THE TASK: Your answer needs to include each line of the records in which the string "player" can be found.

───── ENTRIES PROVIDED

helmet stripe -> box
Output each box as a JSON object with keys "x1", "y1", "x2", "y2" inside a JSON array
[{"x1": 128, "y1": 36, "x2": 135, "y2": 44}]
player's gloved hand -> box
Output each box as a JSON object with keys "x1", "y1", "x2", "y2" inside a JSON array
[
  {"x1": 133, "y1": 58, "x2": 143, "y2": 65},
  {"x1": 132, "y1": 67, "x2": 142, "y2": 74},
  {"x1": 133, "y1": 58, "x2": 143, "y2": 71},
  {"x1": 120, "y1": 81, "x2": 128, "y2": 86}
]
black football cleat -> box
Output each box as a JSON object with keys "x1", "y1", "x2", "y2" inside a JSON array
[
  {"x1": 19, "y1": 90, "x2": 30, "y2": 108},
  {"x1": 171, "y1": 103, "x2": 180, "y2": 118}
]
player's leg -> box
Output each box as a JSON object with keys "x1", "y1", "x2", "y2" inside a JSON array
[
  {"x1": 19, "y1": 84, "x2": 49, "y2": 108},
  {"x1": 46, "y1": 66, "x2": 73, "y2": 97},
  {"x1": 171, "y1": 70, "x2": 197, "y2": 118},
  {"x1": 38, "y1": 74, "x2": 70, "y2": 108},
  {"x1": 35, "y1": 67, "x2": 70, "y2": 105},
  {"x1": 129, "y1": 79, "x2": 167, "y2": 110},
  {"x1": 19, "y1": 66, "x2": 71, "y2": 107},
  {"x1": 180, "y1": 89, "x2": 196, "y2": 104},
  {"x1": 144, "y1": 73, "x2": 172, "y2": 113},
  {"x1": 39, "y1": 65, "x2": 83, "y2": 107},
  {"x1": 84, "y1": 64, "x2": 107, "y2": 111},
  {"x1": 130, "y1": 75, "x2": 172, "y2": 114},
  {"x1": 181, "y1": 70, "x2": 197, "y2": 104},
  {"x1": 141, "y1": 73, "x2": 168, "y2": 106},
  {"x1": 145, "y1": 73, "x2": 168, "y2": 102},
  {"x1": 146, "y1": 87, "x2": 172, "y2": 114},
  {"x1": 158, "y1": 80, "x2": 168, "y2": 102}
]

──────────

EXERCISE RESPONSE:
player's gloved hand -> box
player's leg -> box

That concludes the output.